**What to do**
1) Answer each question using the text on Quebec House, with one answer per line:
(a) What was the house originally called?
(b) Since when has the house been listed Grade I on the National Heritage List for England?
(c) Who presented the house to the National Trust, and in what year?
2) From the text on Quebec House, reproduce word for word the stretch from "The house dates" through "Trust in 1917.".
3) List every person named in the text on Quebec House.

Quebec House is the birthplace of General James Wolfe on what is now known as Quebec Square in Westerham, Kent, England. The house is listed Grade I on the National Heritage List for England since September 1954.

The house dates from the mid 16th century but much of the current appearance is from the 1630s. It was originally called Spiers but renamed in honour of Wolfe's death and victory at the Battle of Quebec in 1759. The house is now owned by the National Trust and open to the public with paintings and memorabilia relating to Wolfe's life.

==History==
Originally called Spiers, the house was built between 1530 and 1550 as a timber-framed L-shaped building. It was altered in the 1630s, when the current exterior was added.

James Wolfe was the son of a distinguished general, Edward Wolfe who rented Spiers. Wolfe lived there from 1728 until 1738.

The house was renamed after his victory at the Battle of Quebec. It was occupied in 1911 by Canadian author Henry Beckles Willson and his family. Joseph Bowles Learmont of Montreal acquired the house and presented it to the National Trust in 1917.

**Given information**
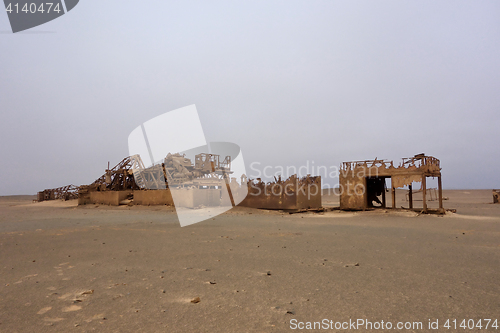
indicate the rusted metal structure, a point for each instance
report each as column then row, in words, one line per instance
...
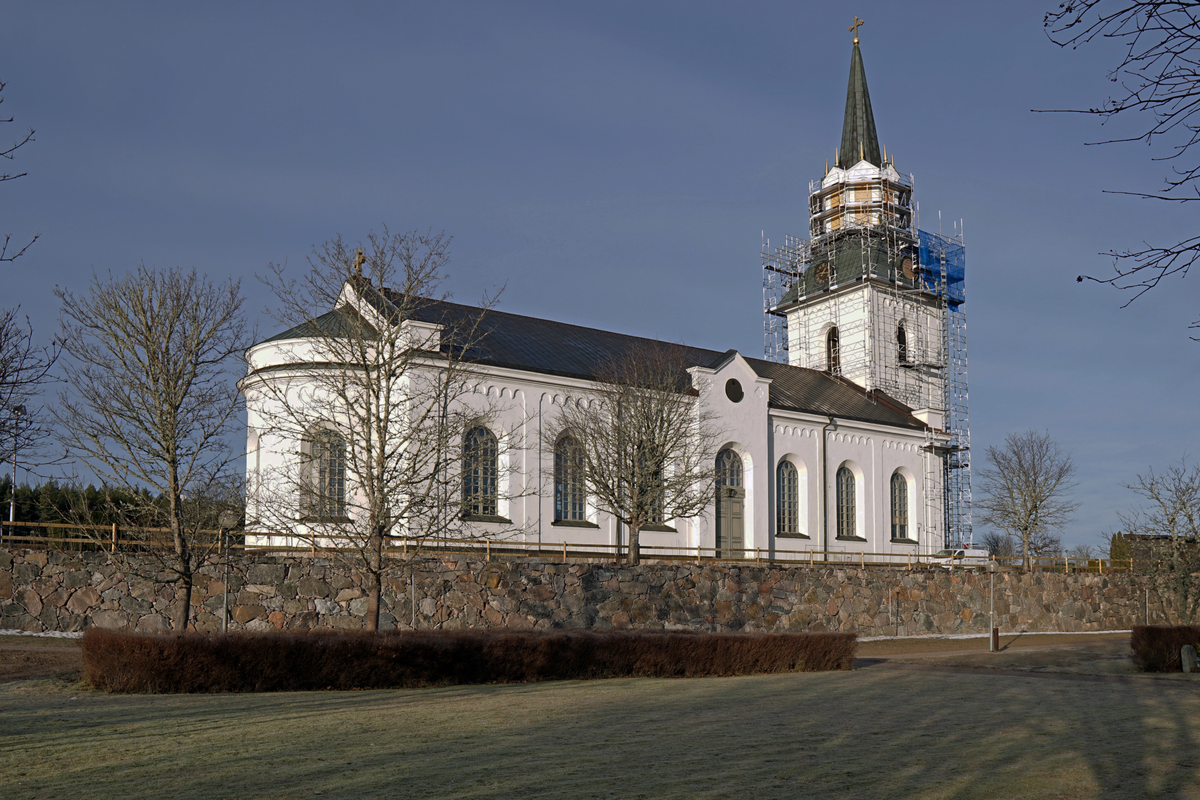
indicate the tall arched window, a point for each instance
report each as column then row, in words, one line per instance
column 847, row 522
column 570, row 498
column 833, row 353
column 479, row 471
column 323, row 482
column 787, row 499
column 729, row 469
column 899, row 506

**Answers to this exercise**
1)
(a) Spiers
(b) September 1954
(c) Joseph Bowles Learmont of Montreal, in 1917

2)
The house dates from the mid 16th century but much of the current appearance is from the 1630s. It was originally called Spiers but renamed in honour of Wolfe's death and victory at the Battle of Quebec in 1759. The house is now owned by the National Trust and open to the public with paintings and memorabilia relating to Wolfe's life.

==History==
Originally called Spiers, the house was built between 1530 and 1550 as a timber-framed L-shaped building. It was altered in the 1630s, when the current exterior was added.

James Wolfe was the son of a distinguished general, Edward Wolfe who rented Spiers. Wolfe lived there from 1728 until 1738.

The house was renamed after his victory at the Battle of Quebec. It was occupied in 1911 by Canadian author Henry Beckles Willson and his family. Joseph Bowles Learmont of Montreal acquired the house and presented it to the National Trust in 1917.

3)
James Wolfe
Edward Wolfe
Henry Beckles Willson
Joseph Bowles Learmont